◆ Задание: Выпишите без изменений фрагмент исходного текста, начиная со слов «Паустовский о Булгакове» и вплоть до слов «в Киевском университете.».

---------- Исходный текст ----------

Паустовский о Булгакове Киев был, прежде всего, городом больших культурных традиций. Булгаков вырос в обстановке этих традиций. Они существовали и в его семье, и отчасти в гимназии, и, наконец, в Киевском университете.
Нельзя забывать и о внешней красоте города, сообщавшей самому строю киевской жизни особую прелесть.
Мне привелось учиться вместе с Булгаковым в 1-й Киевской гимназии. Основы преподавания и воспитания в этой гимназии были заложены знаменитым хирургом и педагогом Пироговым. Может быть, поэтому 1-я Киевская гимназия и выделялась по составу своих преподавателей из серого списка остальных классических гимнази.
Из этой гимназии вышло много людей, причастных к науке, литературе и театру...
...Особенно любили мы затопленную Слободку с её трактирами и чайными на сваях. Лодки причаливали прямо к дощатым верандам. Мы усаживались за столиками, покрытыми клеёнкой. В сумерках, в ранних огнях, в первой листве садов, в потухающем блеске заката высились перед нами киевские кручи. Свет фонарей струился в воде. Мы воображали себя в Венеции, шумели, спорили и хохотали.

---------- Данные для анализа ----------

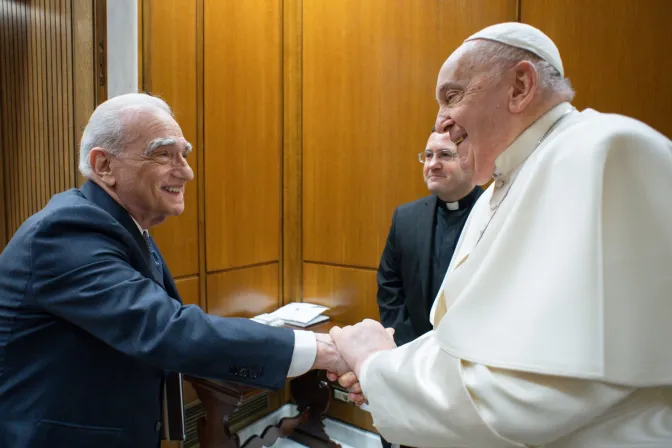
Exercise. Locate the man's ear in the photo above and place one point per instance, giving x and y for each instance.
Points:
(524, 87)
(100, 163)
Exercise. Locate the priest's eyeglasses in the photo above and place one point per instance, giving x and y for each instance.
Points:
(444, 155)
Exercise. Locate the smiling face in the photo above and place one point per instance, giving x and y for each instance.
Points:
(474, 109)
(148, 178)
(442, 171)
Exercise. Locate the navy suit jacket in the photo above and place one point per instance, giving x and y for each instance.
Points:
(88, 331)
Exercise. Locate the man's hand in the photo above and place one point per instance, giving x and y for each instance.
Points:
(349, 380)
(356, 343)
(328, 358)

----------

◆ Решение:
Паустовский о Булгакове Киев был, прежде всего, городом больших культурных традиций. Булгаков вырос в обстановке этих традиций. Они существовали и в его семье, и отчасти в гимназии, и, наконец, в Киевском университете.